_Reading passage:_
There seems a Han mindset that is solipsistic and incapable of believing any other point of view is possible.  It is a point of view that said the mainland’s Catholic Church could supersede the one founded in Rome 2,000 years ago. It is a point of view that impelled the internal colonization of Xinjiang, where the oppressed Uyghurs have started what amounts to their own Intifada. In Inner Mongolia, there is a less-publicized desire for autonomy. It is a point of view that allowed China to imprison Tibetan Buddhism’s Panchen Lama and create its own despite the fact that ostensibly Tibet’s religious leaders are carefully discovered after months, sometimes years, of searching for the reincarnated one.  

China’s current leader once spent two weeks on a Muscatine, Iowa farm as a teenager.  On his elevation to the presidency, his seemingly amiable smile and the experience of a democratic system led many in the west naively believe he would be a liberal as China’s president.  That was a forlorn hope at best. Xi is backed by 4,000 years of Chinese history – and 65 years of Marxism – that made him what he is. Soft power and billions in aid don’t seem to be producing any significant gains.

_Tasks:_
a) Put this sentence from the passage on China into Spanish: "Soft power and billions in aid don’t seem to be producing any significant gains."
b) Extend the passage on China beyond its last sentence.
This material comes from an unrelated source.

_Data section:_
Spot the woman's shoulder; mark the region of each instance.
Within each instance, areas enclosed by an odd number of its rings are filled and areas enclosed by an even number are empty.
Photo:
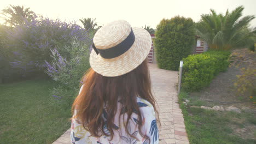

_Answers by item:_
a) El poder blando y los miles de millones en ayuda no parecen estar produciendo avances significativos.

b)
For one thing, China seems unable to see beyond its own parochial interests. Until it does, it is not going to win hearts and minds unless, as a US general in Vietnam once suggested, it gets them by the balls and their hearts and minds are dragged along.  

Three examples stand out.  When Typhoon Haiyan/Yolanda struck the Visayas region of the Philippines last November, killing 6,300 people and doing U$3.5 billion worth of property damage, the US 7tn Fleet was there almost immediately, providing medical care, organizing relief and playing an invaluable role.  China, just across the South China Sea, took days to send a paltry amount of aid.

Second, when Malaysian Airlines Flight 370 disappeared in one of the most puzzling losses of an aircraft in history, 152 Chinese passengers were among the 227 aboard the plane.  The US and Australia were almost immediately on the scene, providing help and  search ships.  China’s immediate response was late and surly, announcing it had found a large chunk of the plane in the South China Sea only to have it turn out to be a piece of unidentifiable flotsam at a time when the plane apparently was thousands of kilometers away in the Indian Ocean.  Beijing continued to browbeat Malaysian officials, allowing passengers’ relatives to run riot against the Malaysian embassy in Beijing. 

In the wake of the March, 2011 Fukushima Earthquake that devastated the east coast of Japan, the US military deployed a carrier group off the coast, including  the USS Ronald Reagan, 19 naval vessels, 18,000 personnel and 140 aircraft as “Operation  Tomodachi [Friends] ” was launched.  There is no indication that China responded at all.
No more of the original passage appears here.